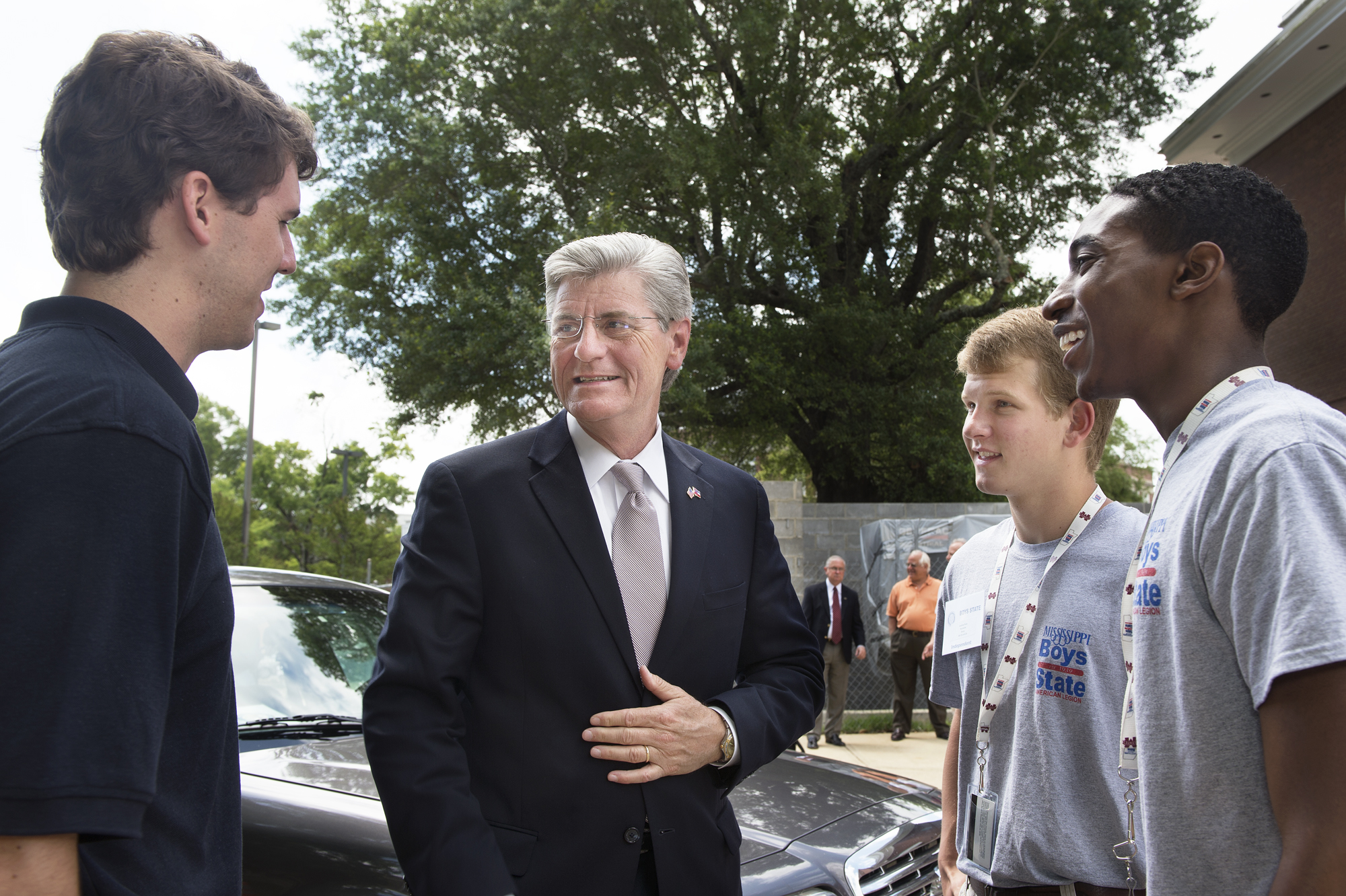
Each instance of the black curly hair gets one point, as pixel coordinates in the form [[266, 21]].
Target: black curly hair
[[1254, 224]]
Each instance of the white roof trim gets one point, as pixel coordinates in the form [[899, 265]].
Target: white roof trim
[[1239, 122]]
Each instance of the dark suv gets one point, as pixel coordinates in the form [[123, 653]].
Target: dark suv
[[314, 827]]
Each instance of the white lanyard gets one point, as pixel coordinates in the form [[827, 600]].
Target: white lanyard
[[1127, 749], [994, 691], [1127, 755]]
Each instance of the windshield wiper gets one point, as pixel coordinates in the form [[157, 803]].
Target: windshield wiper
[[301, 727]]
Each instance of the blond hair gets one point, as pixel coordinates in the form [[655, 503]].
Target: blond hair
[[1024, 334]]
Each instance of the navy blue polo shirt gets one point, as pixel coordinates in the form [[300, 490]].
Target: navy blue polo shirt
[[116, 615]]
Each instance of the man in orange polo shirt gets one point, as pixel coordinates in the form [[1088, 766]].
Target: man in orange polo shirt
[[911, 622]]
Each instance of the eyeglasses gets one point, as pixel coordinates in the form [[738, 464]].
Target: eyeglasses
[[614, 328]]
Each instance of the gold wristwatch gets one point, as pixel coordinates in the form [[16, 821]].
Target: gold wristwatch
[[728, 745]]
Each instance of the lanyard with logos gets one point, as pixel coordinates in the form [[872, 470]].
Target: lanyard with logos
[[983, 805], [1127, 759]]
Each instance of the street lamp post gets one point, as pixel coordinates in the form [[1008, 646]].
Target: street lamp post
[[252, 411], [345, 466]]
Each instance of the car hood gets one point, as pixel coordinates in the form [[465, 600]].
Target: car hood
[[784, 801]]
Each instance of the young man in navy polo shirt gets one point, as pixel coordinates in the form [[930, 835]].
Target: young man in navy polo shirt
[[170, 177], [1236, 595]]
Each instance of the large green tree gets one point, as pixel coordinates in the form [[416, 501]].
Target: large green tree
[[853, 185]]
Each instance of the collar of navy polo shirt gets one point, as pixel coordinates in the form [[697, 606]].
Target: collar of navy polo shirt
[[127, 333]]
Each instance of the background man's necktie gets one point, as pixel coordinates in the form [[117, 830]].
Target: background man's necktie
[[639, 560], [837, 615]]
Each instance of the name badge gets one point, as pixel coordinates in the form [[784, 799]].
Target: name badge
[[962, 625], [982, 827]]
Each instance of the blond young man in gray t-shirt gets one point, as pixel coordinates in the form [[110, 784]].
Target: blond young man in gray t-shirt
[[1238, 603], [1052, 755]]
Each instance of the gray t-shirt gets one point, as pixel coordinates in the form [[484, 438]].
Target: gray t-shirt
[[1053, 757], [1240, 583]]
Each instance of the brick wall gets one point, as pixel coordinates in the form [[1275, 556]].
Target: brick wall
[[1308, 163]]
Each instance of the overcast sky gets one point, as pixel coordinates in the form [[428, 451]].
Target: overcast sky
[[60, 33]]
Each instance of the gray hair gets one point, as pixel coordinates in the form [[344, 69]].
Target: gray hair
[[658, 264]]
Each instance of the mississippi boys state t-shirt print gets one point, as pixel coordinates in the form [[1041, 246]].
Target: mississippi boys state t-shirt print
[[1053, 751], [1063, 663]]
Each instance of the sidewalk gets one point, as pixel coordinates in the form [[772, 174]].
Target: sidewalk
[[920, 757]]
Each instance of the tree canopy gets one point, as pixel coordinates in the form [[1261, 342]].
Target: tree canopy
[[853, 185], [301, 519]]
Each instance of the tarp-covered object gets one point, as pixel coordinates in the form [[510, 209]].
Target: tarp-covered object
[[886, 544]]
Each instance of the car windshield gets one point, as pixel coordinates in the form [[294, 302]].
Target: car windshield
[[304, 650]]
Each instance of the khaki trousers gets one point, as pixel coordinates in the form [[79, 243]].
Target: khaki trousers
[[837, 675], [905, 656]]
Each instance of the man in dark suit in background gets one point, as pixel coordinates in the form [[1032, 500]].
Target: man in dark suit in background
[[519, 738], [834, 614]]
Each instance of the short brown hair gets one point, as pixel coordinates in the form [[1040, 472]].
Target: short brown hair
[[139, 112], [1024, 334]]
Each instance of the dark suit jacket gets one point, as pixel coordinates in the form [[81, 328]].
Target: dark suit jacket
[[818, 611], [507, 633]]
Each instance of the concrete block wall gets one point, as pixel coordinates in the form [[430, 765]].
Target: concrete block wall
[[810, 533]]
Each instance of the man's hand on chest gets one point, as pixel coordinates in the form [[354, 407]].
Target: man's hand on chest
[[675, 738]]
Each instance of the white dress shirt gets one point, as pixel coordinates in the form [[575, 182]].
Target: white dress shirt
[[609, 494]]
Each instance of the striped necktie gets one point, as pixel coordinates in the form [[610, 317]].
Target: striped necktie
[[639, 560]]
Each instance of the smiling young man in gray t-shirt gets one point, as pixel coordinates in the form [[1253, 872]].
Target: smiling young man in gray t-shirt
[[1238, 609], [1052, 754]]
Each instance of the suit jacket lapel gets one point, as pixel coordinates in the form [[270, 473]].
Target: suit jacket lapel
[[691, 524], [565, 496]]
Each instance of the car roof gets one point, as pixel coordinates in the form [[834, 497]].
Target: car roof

■ ■ ■ ■

### Aim
Please print the records above line for line, word for word, and leave the pictures out of your answer.

### The response
Each instance of the black curly hair gets one point, as pixel coordinates in the form [[266, 21]].
Target: black curly hair
[[1254, 224]]
Each instance of the white roof trim gets one point, as pixel coordinates in the form [[899, 265]].
Target: white roof trim
[[1239, 122]]
Each instance of the dark suv gets one point, as pixel coordinates in the form [[123, 653]].
Target: dark suv
[[314, 827]]
Each instance of the white lanyard gets one point, as pixel coordinates in the form [[827, 600]].
Target: white lanyard
[[1127, 749], [994, 691], [1127, 755]]
Each instance of the windshield wiper gets one point, as pixel coordinates in the form [[157, 803]].
Target: windshield wiper
[[301, 727]]
Each instance of the blond hair gets one point, as pixel coordinates in the form [[655, 503]].
Target: blond hair
[[1024, 334]]
Each instance of the navy blue polo shirt gets one point, as pixel coordinates in the form [[300, 490]].
Target: navy blue polo shirt
[[116, 615]]
Each instance of the man in orange polo shirt gets one point, as pixel coordinates in the form [[1088, 766]].
Target: man in orange polo shirt
[[911, 622]]
Each instance of the eyeglasses gets one point, as pixel coordinates in the form [[738, 464]].
Target: eyeglasses
[[614, 328]]
Each instance of the gold wristwatch gets one point, as pixel coordinates in the form [[16, 821]].
Target: gold wristwatch
[[728, 745]]
Each instance of the lanyard with logos gets one point, as pixel coordinates in the form [[872, 470]].
Target: lanyard with logos
[[983, 805], [1127, 759]]
Each instance of the street lamp post gets one point, as pixel coordinates in the form [[1008, 646]].
Target: street lamp post
[[252, 411], [345, 466]]
Each instance of the car hood gets one point, as pixel coordinates in the form [[465, 600]].
Target: car hood
[[784, 801]]
Each instance of the young man in navy polo shirt gets one point, as pixel coordinates in the form [[930, 835]].
Target: young man in navy polo shirt
[[170, 177], [1236, 595]]
Each instance of the large green tree gets one point, as pixel coordinates in the form [[416, 501]].
Target: large green tree
[[853, 185]]
Each instance of the collar of navy polo shirt gets one point, as pixel coordinates in the form [[697, 606]].
Target: collar of navy polo shirt
[[127, 333]]
Each instance of the background man's necktie gets one point, as pixel coordinates in the form [[117, 830]].
Target: background man's necktie
[[639, 560], [837, 615]]
Each instance of the name badge gets one point, as pixel coordinates in the form [[784, 799]].
Target: name badge
[[962, 625], [982, 827]]
Each instance of the blond young man in gray t-shirt gets one point, as pixel coordinates in the form [[110, 784]].
Target: blond young man in gray t-shirt
[[1238, 603], [1052, 755]]
Each instance of the gray t-shirt gets one point, as pixel coordinates in the form [[484, 438]].
Target: gray t-shirt
[[1053, 757], [1240, 583]]
Each instance of the brick wall gets one point, as pixel coordinates in the form [[1275, 556]].
Target: brick wall
[[1308, 163]]
Each instance of the overcast sky gets one point, as pixel coordinates in the form [[428, 451]].
Target: overcast sky
[[60, 33]]
Each instance of the gray hair gets one point, as pixel coordinates in the form [[344, 69]].
Target: gray hair
[[658, 264]]
Each instance of the mississippi boys state t-shirt print gets one point, as pixel coordinates in the form [[1041, 246]].
Target: mississippi boys state t-shirt print
[[1053, 751], [1063, 663]]
Each instance of the sidewalk gets one point, as pixel coordinates in the form [[772, 174]].
Target: sidewalk
[[920, 757]]
Each instance of the tree canopy gets one point, as pixel coordinates in the form [[1261, 342]].
Target: tree canopy
[[853, 185], [301, 519]]
Each instance of the tarp-covered object gets one point, as pixel coordinates in the form [[510, 209]].
Target: tarp-covered object
[[886, 544]]
Each instance of the car windshield gets one point, as pixel coordinates in the form [[294, 302]].
Target: car windshield
[[304, 650]]
Each instance of the khaki trousers gets one point, as pixel coordinates in the form [[79, 243]].
Target: khaki trousers
[[837, 675], [905, 656]]
Each instance of the man in dark suit in background gets one point, as pixel coordinates in the form [[1032, 500]].
Target: man in dark suit in background
[[519, 738], [834, 614]]
Each instance of the short brown hair gets one point, as pixel coordinates in the form [[1040, 472]].
Target: short brown hair
[[139, 112], [1024, 334]]
Each instance of the dark suit jacket gets one point, as pixel coordinates in the form [[81, 328]].
Target: dark suit jacket
[[818, 611], [507, 633]]
Each instance of the concrete block wall gets one point, as pixel coordinates in the form [[430, 765]].
Target: concrete block wall
[[810, 533]]
Each instance of the man's hand on chest gets one point, as pixel coordinates in the form [[354, 407]].
Target: man's hand on chest
[[675, 738]]
Each instance of the white dress shirt gets one point, as pixel coordinates in the form [[575, 182]].
Target: white dress shirt
[[609, 494]]
Each instance of the striped necktie gets one point, as pixel coordinates in the form [[610, 317]].
Target: striped necktie
[[639, 560]]
Each instance of the smiling young man in gray t-shirt gets one point, as pixel coordinates in the form [[1253, 872]].
Target: smiling young man in gray t-shirt
[[1238, 609], [1052, 754]]
Each instance of the suit jacket lapel gets one point, as pixel coordinates in the form [[270, 473]].
Target: suit jacket lapel
[[691, 524], [565, 496]]
Each instance of the car roof gets one point, as pixel coordinates in the form [[834, 497]].
Target: car roof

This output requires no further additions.